** Your instructions **
Copy out word for word the records below, starting with the line that contains "of the neck" and going on through the line that contains "the tub faucet". Leave the pictures out of your answer.

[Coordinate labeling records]

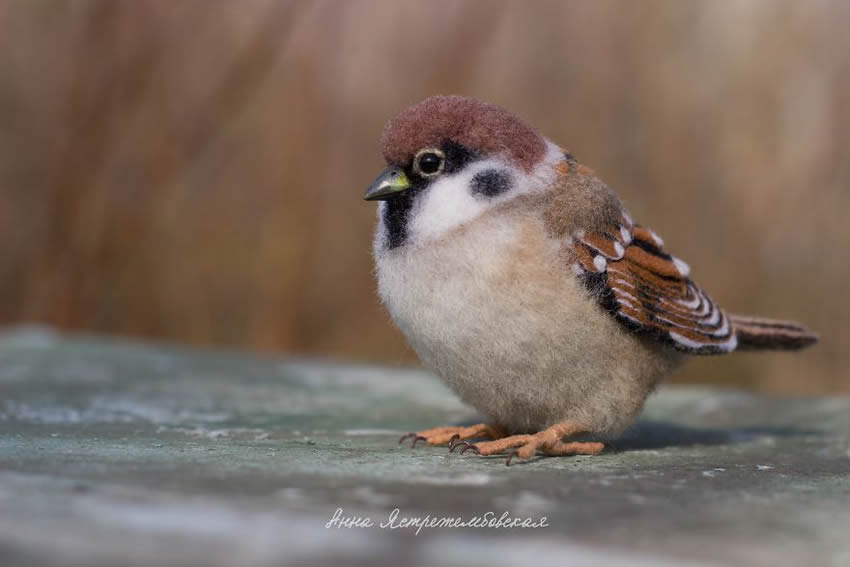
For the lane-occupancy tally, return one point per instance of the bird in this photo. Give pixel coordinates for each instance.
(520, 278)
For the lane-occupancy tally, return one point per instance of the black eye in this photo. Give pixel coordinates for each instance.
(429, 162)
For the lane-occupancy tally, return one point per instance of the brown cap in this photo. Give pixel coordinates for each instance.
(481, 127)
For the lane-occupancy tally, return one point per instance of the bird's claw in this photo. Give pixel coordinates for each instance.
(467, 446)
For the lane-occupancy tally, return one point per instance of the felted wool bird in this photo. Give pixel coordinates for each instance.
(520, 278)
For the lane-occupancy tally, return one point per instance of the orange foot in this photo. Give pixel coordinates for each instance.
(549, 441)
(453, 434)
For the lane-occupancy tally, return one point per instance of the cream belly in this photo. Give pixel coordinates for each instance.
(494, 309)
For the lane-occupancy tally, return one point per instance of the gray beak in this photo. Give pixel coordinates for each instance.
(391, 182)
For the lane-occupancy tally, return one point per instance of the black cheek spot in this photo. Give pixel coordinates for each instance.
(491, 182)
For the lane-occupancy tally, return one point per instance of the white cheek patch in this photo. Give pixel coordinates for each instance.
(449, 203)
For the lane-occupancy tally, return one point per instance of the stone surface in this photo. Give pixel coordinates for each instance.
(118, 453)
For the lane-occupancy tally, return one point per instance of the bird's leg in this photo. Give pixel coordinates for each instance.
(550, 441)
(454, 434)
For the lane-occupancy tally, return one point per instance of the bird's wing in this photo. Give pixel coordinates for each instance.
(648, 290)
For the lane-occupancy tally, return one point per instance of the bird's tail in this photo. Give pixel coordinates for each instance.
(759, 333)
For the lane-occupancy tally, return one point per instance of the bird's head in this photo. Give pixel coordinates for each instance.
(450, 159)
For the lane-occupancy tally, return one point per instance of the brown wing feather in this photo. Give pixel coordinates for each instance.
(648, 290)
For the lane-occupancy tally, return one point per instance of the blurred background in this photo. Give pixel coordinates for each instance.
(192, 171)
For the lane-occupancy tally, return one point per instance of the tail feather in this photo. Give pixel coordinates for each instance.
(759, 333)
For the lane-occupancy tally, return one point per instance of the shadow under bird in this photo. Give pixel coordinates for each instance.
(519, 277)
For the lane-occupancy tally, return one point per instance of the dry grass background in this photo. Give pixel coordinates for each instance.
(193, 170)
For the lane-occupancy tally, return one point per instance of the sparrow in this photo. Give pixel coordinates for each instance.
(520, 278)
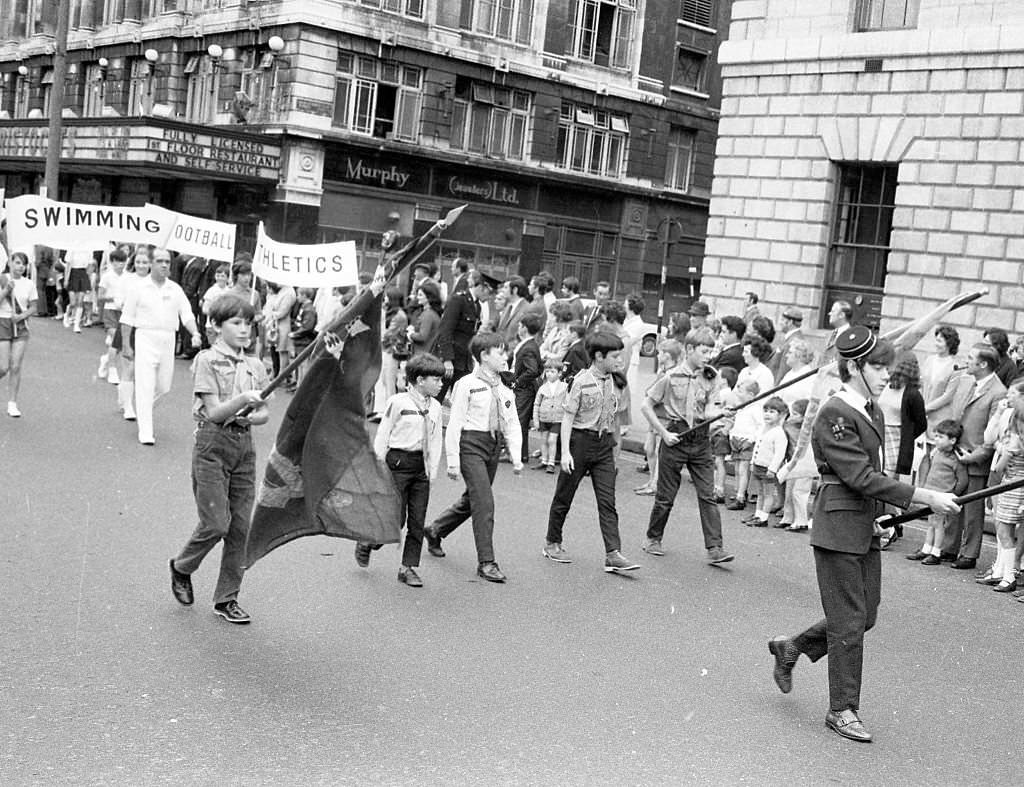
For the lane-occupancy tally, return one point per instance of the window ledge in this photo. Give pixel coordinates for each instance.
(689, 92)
---
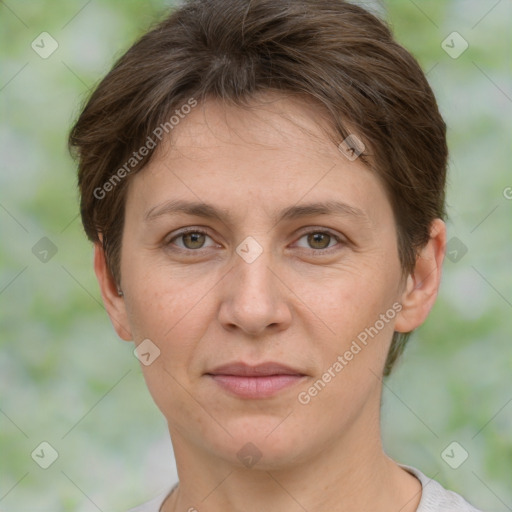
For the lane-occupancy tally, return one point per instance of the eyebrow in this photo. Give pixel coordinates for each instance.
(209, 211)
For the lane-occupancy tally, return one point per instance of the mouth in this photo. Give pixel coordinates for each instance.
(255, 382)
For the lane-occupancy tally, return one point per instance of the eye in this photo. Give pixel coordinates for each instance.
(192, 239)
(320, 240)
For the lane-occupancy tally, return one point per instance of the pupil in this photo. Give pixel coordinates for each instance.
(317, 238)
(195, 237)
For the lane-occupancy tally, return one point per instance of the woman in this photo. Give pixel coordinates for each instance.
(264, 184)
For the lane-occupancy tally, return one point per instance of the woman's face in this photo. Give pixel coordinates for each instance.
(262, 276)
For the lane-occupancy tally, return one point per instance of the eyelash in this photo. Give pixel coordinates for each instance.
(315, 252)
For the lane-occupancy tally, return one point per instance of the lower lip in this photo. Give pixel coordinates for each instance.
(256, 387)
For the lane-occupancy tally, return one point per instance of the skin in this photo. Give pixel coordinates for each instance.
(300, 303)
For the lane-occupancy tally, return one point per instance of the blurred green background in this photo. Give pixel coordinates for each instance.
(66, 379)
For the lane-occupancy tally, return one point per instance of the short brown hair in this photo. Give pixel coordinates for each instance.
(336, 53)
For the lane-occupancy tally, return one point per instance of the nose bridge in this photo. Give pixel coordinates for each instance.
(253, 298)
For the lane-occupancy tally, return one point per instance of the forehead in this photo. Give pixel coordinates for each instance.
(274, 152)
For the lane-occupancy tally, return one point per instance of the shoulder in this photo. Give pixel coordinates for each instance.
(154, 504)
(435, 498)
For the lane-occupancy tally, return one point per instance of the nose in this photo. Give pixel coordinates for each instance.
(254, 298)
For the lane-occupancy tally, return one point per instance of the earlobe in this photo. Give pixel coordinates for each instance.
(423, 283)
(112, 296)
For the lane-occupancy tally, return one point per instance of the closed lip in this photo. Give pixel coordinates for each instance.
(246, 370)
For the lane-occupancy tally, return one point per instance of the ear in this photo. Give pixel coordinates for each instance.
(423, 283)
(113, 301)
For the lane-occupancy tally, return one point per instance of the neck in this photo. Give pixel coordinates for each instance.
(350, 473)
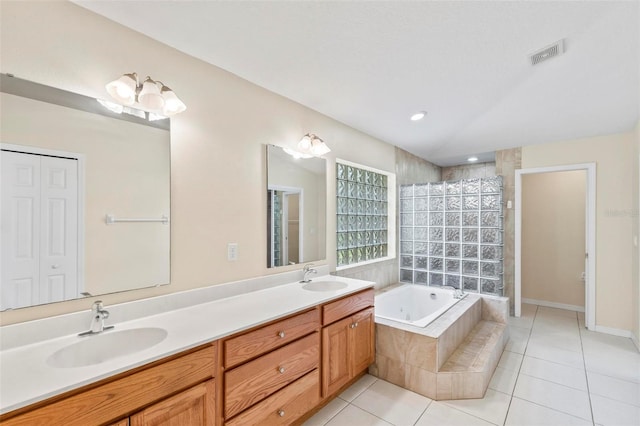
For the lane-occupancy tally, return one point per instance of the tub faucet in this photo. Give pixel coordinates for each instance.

** Answer to the task **
For the lane-occupancy tally, return one point per instance of the neck in this photo. Give pixel coordinates for each instance.
(350, 473)
For the lane-occupancy tally, return one point per instance of the tub faucet in this photo. Give pixel coordinates for each instance.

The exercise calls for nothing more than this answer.